● EXERCISE PROMPT:
All lines containing the string "green" must be copied from the entries.

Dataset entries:
/---
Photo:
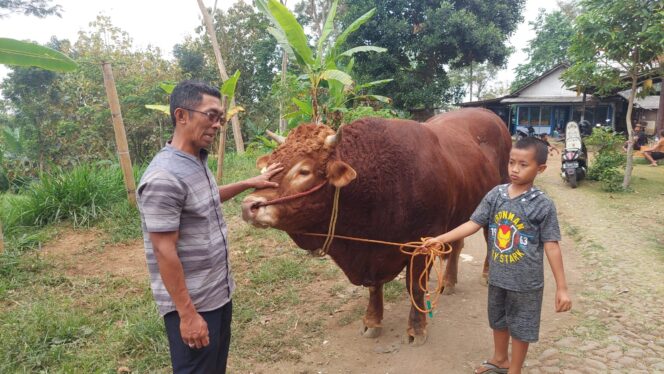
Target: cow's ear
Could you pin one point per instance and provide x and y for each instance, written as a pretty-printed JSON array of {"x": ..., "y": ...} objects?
[
  {"x": 262, "y": 162},
  {"x": 340, "y": 173}
]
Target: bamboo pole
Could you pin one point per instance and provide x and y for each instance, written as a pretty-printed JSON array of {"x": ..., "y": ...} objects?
[
  {"x": 120, "y": 135},
  {"x": 222, "y": 140},
  {"x": 237, "y": 134}
]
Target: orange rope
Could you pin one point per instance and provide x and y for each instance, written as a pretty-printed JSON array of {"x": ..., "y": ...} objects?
[{"x": 431, "y": 252}]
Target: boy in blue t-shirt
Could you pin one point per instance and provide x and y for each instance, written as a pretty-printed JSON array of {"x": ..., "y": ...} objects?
[{"x": 523, "y": 225}]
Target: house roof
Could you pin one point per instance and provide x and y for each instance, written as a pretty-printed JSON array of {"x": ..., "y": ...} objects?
[
  {"x": 540, "y": 78},
  {"x": 496, "y": 101},
  {"x": 547, "y": 99},
  {"x": 648, "y": 102}
]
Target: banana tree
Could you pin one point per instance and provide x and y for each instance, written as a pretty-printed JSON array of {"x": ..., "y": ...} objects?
[
  {"x": 16, "y": 52},
  {"x": 319, "y": 65}
]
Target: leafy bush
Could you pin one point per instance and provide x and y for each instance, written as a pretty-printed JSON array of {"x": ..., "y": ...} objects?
[
  {"x": 609, "y": 161},
  {"x": 82, "y": 195}
]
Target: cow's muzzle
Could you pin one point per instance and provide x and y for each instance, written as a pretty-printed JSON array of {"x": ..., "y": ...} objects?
[{"x": 255, "y": 213}]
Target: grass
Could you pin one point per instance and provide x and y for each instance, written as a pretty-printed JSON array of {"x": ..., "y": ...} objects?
[{"x": 55, "y": 321}]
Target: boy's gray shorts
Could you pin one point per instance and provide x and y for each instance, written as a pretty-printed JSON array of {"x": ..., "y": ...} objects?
[{"x": 517, "y": 311}]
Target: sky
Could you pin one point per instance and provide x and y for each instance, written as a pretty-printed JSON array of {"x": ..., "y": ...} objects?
[{"x": 164, "y": 23}]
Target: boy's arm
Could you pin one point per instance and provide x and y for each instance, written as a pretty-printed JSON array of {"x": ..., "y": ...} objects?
[
  {"x": 462, "y": 231},
  {"x": 555, "y": 257}
]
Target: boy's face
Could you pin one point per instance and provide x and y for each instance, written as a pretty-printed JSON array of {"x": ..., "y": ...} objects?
[{"x": 523, "y": 167}]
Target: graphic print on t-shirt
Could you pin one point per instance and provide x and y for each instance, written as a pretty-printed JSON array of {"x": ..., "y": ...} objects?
[{"x": 509, "y": 241}]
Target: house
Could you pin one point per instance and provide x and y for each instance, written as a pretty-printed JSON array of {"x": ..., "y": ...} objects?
[{"x": 547, "y": 105}]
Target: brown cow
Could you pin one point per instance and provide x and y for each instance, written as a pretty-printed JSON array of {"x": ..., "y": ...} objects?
[{"x": 402, "y": 181}]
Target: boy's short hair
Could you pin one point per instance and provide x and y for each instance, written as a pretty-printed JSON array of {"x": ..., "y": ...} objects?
[
  {"x": 538, "y": 146},
  {"x": 189, "y": 94}
]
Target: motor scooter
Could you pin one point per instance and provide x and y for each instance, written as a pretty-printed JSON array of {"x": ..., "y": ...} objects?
[{"x": 574, "y": 156}]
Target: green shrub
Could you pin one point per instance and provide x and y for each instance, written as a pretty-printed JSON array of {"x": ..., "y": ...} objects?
[{"x": 609, "y": 160}]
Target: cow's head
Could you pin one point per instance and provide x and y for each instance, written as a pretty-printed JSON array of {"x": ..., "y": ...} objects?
[{"x": 309, "y": 160}]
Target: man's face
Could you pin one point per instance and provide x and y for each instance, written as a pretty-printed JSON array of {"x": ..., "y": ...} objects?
[
  {"x": 199, "y": 128},
  {"x": 523, "y": 167}
]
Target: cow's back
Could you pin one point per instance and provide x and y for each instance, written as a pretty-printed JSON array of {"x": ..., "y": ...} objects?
[{"x": 477, "y": 143}]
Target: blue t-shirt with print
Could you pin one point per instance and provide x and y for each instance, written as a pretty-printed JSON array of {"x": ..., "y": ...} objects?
[{"x": 518, "y": 228}]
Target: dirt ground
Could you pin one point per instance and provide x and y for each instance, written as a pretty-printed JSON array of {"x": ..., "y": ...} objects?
[
  {"x": 615, "y": 326},
  {"x": 459, "y": 336}
]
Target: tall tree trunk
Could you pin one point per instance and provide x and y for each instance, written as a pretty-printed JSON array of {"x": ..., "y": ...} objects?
[
  {"x": 314, "y": 106},
  {"x": 583, "y": 106},
  {"x": 470, "y": 81},
  {"x": 316, "y": 18},
  {"x": 659, "y": 124},
  {"x": 628, "y": 122},
  {"x": 284, "y": 67},
  {"x": 119, "y": 130},
  {"x": 207, "y": 19},
  {"x": 2, "y": 240}
]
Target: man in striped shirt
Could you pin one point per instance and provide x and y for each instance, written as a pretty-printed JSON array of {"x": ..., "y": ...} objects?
[{"x": 185, "y": 234}]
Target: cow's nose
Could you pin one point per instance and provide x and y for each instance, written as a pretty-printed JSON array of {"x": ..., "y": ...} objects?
[{"x": 250, "y": 206}]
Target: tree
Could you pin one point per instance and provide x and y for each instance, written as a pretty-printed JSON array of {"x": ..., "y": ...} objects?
[
  {"x": 246, "y": 46},
  {"x": 323, "y": 65},
  {"x": 64, "y": 119},
  {"x": 615, "y": 39},
  {"x": 476, "y": 75},
  {"x": 38, "y": 8},
  {"x": 425, "y": 38},
  {"x": 553, "y": 33}
]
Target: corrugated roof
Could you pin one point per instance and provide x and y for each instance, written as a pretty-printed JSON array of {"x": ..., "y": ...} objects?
[
  {"x": 648, "y": 102},
  {"x": 547, "y": 99}
]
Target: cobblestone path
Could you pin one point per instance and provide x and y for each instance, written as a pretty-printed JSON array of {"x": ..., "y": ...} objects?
[{"x": 619, "y": 306}]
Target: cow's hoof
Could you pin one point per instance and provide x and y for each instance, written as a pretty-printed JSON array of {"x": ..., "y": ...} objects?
[
  {"x": 449, "y": 289},
  {"x": 416, "y": 340},
  {"x": 370, "y": 332}
]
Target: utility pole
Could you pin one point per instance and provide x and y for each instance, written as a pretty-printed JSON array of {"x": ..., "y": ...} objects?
[
  {"x": 120, "y": 134},
  {"x": 237, "y": 133}
]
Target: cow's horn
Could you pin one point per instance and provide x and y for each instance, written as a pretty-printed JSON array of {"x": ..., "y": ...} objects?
[
  {"x": 277, "y": 138},
  {"x": 332, "y": 140}
]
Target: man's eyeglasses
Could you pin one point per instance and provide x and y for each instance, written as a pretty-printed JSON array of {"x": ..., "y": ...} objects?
[{"x": 213, "y": 117}]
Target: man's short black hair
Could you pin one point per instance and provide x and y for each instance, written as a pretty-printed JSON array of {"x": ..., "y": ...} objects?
[
  {"x": 188, "y": 94},
  {"x": 540, "y": 148}
]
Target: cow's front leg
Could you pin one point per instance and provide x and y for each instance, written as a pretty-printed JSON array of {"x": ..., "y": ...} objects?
[
  {"x": 417, "y": 321},
  {"x": 484, "y": 280},
  {"x": 374, "y": 315},
  {"x": 452, "y": 268}
]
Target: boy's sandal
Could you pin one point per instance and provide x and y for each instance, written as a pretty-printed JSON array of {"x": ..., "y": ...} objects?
[{"x": 488, "y": 368}]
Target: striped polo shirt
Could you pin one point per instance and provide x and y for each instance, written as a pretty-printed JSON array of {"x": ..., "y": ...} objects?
[{"x": 178, "y": 193}]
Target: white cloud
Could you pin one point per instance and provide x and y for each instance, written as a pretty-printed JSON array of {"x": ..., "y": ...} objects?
[{"x": 165, "y": 23}]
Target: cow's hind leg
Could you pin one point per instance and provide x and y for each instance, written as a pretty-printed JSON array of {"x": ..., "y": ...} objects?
[
  {"x": 452, "y": 268},
  {"x": 417, "y": 321},
  {"x": 374, "y": 316}
]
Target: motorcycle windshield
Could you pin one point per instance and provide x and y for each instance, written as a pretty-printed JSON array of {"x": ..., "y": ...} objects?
[{"x": 572, "y": 136}]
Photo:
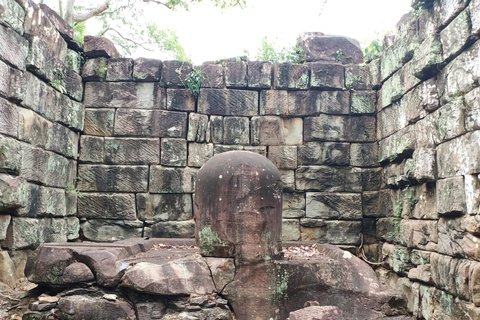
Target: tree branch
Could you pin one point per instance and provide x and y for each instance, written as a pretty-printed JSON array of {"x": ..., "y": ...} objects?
[
  {"x": 92, "y": 13},
  {"x": 125, "y": 38}
]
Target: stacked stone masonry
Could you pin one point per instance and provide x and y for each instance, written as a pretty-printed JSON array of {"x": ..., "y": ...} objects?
[{"x": 383, "y": 155}]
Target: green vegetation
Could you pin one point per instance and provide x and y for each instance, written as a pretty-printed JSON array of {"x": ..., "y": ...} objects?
[
  {"x": 208, "y": 239},
  {"x": 270, "y": 52}
]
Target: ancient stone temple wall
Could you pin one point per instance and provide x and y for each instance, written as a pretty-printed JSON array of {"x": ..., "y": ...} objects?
[
  {"x": 41, "y": 116},
  {"x": 428, "y": 134}
]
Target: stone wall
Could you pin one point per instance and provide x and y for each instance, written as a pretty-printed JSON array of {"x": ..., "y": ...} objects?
[
  {"x": 146, "y": 136},
  {"x": 428, "y": 134},
  {"x": 41, "y": 116}
]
\---
● WRITTEN ANSWER:
Target: green shrub
Target: green vegetation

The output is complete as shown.